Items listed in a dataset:
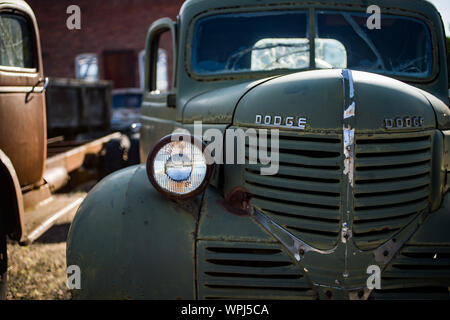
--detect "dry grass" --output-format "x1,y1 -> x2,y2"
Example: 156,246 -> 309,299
7,211 -> 73,300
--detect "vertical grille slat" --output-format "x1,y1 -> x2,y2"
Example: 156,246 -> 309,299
197,241 -> 315,299
243,126 -> 434,250
372,244 -> 450,299
354,131 -> 432,249
244,132 -> 343,249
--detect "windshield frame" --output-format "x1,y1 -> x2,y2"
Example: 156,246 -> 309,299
184,4 -> 439,83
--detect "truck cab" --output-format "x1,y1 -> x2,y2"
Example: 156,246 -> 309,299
67,0 -> 450,299
0,0 -> 125,300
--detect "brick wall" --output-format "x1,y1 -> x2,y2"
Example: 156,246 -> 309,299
27,0 -> 184,86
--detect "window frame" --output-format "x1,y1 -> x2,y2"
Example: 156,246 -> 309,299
184,5 -> 442,84
0,9 -> 40,74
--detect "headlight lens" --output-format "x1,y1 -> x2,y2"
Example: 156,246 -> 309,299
147,134 -> 212,198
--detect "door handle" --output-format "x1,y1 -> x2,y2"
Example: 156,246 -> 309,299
25,77 -> 49,103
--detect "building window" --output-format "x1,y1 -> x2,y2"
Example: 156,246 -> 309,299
75,53 -> 98,81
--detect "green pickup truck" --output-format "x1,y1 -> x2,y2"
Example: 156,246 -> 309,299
67,0 -> 450,299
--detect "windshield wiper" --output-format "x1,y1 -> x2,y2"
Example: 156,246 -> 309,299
225,43 -> 309,70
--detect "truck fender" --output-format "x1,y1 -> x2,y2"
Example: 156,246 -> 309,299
67,165 -> 197,300
0,149 -> 25,241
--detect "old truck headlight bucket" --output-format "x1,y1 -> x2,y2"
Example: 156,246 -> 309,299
147,134 -> 213,198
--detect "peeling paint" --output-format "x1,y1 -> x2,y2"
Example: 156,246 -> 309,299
344,125 -> 355,188
344,102 -> 356,119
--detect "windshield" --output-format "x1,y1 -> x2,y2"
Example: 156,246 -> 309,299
192,11 -> 433,78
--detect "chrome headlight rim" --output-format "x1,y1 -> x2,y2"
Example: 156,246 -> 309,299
146,133 -> 215,200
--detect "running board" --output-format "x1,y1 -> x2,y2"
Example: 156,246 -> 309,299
20,192 -> 86,245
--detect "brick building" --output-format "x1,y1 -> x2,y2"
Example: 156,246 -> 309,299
27,0 -> 184,88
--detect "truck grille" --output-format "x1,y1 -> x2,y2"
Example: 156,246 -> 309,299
244,132 -> 343,249
353,132 -> 432,249
197,241 -> 316,299
371,245 -> 450,300
244,131 -> 433,250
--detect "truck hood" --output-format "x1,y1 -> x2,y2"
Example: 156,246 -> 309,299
233,70 -> 438,133
183,77 -> 274,124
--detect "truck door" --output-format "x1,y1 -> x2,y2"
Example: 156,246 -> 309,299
140,18 -> 180,161
0,4 -> 47,187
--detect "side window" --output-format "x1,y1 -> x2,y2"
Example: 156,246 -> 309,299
149,30 -> 174,93
75,53 -> 98,81
0,13 -> 36,68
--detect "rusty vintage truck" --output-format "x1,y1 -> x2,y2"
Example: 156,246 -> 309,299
0,0 -> 128,299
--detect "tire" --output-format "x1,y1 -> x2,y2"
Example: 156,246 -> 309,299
0,221 -> 8,300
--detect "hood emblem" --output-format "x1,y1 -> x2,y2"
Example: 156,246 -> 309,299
255,114 -> 307,130
384,116 -> 425,130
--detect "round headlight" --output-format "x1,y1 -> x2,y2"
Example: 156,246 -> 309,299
147,134 -> 213,198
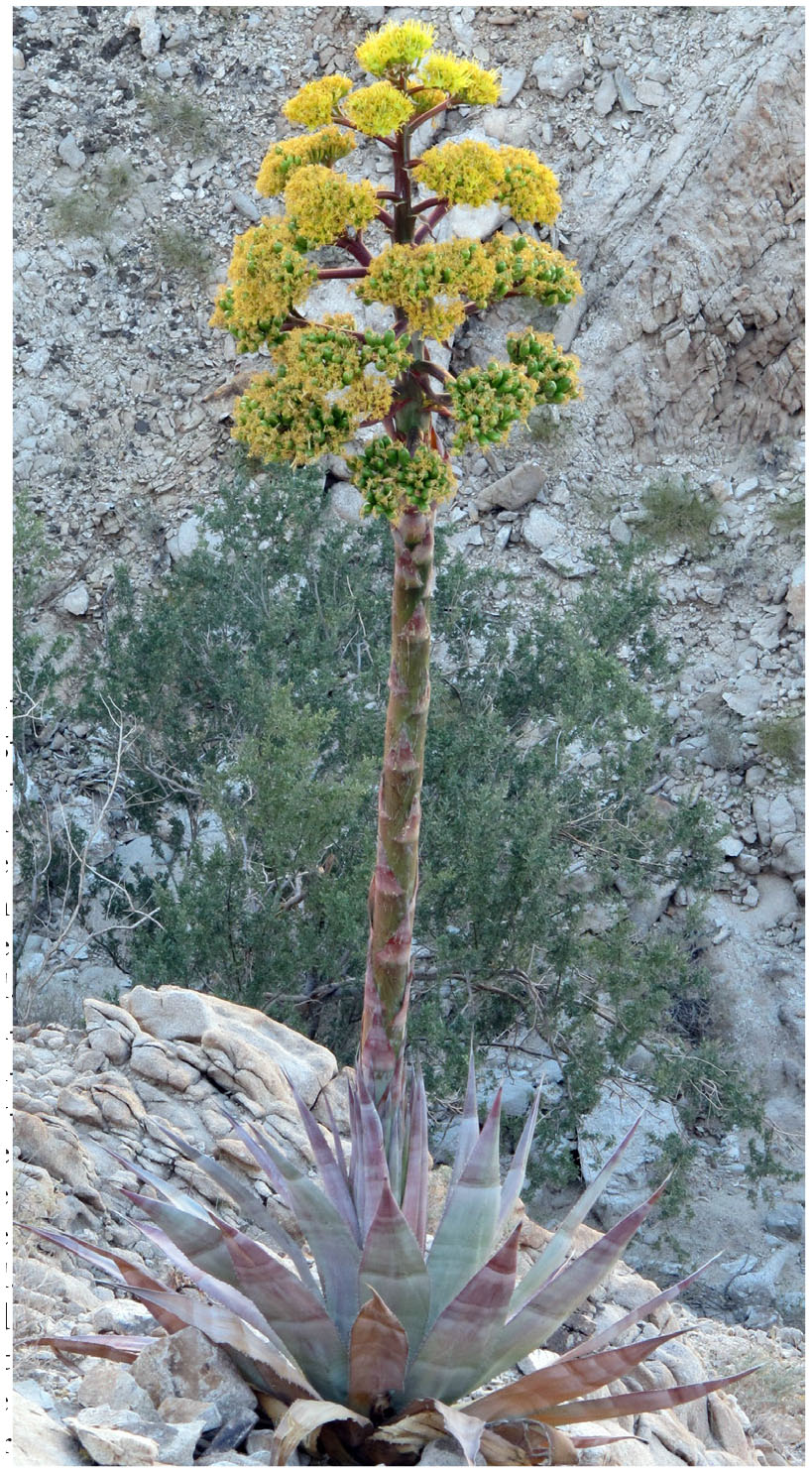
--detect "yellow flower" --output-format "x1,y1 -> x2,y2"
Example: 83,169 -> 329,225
256,125 -> 356,198
497,149 -> 560,225
283,75 -> 353,128
356,21 -> 434,76
484,234 -> 583,307
413,139 -> 503,204
356,240 -> 496,339
350,434 -> 456,522
343,81 -> 414,136
420,52 -> 500,106
286,164 -> 380,246
210,218 -> 317,353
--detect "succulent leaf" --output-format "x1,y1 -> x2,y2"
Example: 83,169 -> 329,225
349,1289 -> 408,1412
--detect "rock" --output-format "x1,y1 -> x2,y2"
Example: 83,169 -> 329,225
784,562 -> 806,629
593,72 -> 618,118
614,66 -> 642,112
121,987 -> 335,1103
56,133 -> 85,170
329,480 -> 363,526
12,1391 -> 85,1467
499,66 -> 526,107
475,461 -> 547,511
61,583 -> 90,619
522,507 -> 594,577
131,1326 -> 256,1421
532,48 -> 584,101
578,1081 -> 681,1226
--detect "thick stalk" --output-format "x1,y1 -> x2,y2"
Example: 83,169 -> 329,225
361,511 -> 434,1096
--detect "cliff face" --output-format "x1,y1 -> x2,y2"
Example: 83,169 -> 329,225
15,987 -> 802,1467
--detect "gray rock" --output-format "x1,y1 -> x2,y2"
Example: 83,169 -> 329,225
593,72 -> 618,118
61,583 -> 90,619
499,66 -> 526,107
56,133 -> 85,170
475,461 -> 547,511
614,66 -> 642,112
12,1391 -> 85,1467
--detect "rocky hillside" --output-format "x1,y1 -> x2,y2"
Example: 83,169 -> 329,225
13,6 -> 805,1419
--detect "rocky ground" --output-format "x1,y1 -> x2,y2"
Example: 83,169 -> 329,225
13,6 -> 803,1449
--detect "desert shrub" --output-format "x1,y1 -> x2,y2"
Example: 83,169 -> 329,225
75,465 -> 764,1169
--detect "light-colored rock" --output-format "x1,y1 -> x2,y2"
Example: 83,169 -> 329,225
475,461 -> 545,511
12,1391 -> 85,1467
61,583 -> 90,619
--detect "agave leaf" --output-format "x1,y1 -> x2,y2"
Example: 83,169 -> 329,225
18,1223 -> 185,1354
480,1421 -> 578,1467
408,1226 -> 521,1401
349,1290 -> 408,1412
402,1069 -> 428,1254
148,1120 -> 316,1289
133,1289 -> 317,1401
426,1090 -> 502,1321
216,1224 -> 347,1397
469,1330 -> 684,1421
559,1252 -> 722,1361
359,1181 -> 431,1352
270,1401 -> 371,1469
291,1084 -> 361,1243
21,1315 -> 157,1366
511,1115 -> 642,1309
496,1084 -> 542,1233
487,1187 -> 663,1380
227,1127 -> 361,1343
450,1044 -> 480,1187
523,1366 -> 759,1427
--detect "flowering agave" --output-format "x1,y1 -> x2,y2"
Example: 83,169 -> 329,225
30,1065 -> 746,1466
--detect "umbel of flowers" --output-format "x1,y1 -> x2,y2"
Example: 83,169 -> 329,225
205,21 -> 581,1100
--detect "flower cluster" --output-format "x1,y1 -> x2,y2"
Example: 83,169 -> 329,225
356,21 -> 434,76
356,240 -> 496,339
419,52 -> 500,106
450,361 -> 535,449
508,327 -> 581,404
413,139 -> 505,204
286,164 -> 380,246
341,81 -> 414,137
484,234 -> 581,307
256,126 -> 356,198
210,218 -> 317,353
497,148 -> 560,225
283,73 -> 353,128
349,434 -> 456,522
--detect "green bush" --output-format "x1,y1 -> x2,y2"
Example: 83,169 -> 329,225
79,468 -> 754,1169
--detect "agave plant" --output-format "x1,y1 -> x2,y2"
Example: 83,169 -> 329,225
27,1063 -> 740,1466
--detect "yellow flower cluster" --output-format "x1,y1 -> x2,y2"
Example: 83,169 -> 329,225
341,81 -> 414,137
283,75 -> 353,128
356,21 -> 434,76
419,52 -> 502,106
413,139 -> 560,225
286,164 -> 381,246
411,139 -> 503,204
508,327 -> 581,404
256,126 -> 356,198
356,240 -> 505,339
210,218 -> 317,353
349,436 -> 456,522
450,359 -> 535,449
497,149 -> 560,225
484,234 -> 581,307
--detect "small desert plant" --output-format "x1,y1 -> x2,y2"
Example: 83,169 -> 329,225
639,476 -> 720,553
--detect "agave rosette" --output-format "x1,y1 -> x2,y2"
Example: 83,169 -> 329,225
22,1066 -> 739,1466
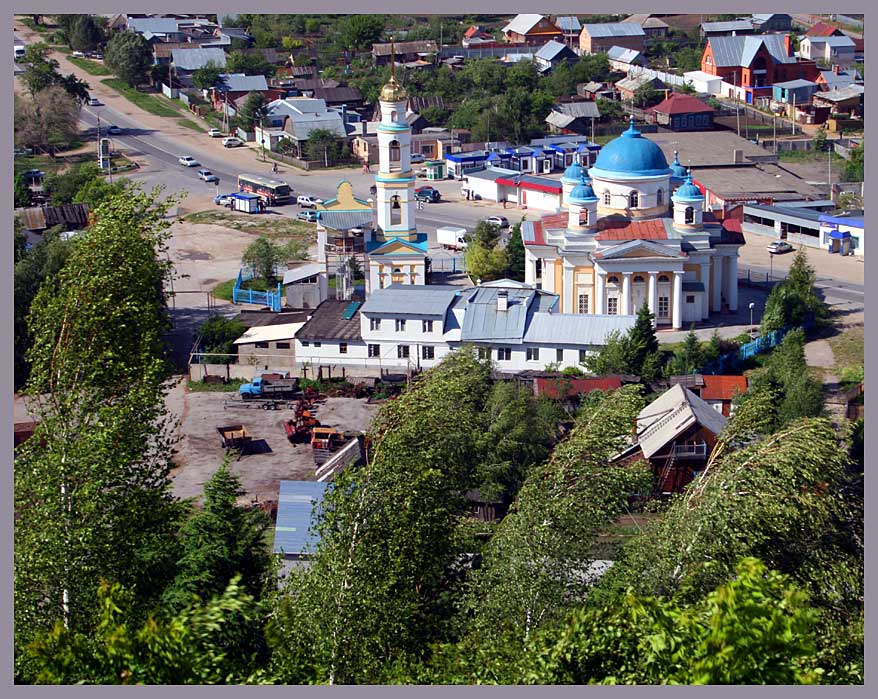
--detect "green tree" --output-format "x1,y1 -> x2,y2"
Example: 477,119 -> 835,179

● **GIVEN PROBLEM**:
Could you recast the rows above as a numbered list, running from the start of the rows through the line containing "27,0 -> 184,86", with both ends included? Leave out blank lines and the pictures.

● **THE ANSWER**:
1. --detect "dry grass" --output-format "x1,y1 -> x2,y2"
2. Example: 156,246 -> 309,299
3. 7,211 -> 73,300
4. --detect "vertical grille slat" --output-format "x1,y1 -> x2,y2"
5. Example: 156,246 -> 309,299
6. 197,241 -> 315,299
7. 243,126 -> 434,250
8. 372,244 -> 450,299
9. 354,131 -> 432,249
10. 244,132 -> 343,249
11. --detect "windshield frame" --output-format "x1,y1 -> x2,y2"
12. Example: 156,246 -> 309,299
13. 184,4 -> 439,83
14. --detect "truck cab" --output-format "x1,y1 -> x2,y2"
15. Example: 156,246 -> 309,299
16. 67,0 -> 450,299
17. 0,0 -> 125,300
18. --detect "brick wall" --output-format "x1,y1 -> x2,y2"
19. Example: 156,246 -> 309,299
20. 27,0 -> 184,86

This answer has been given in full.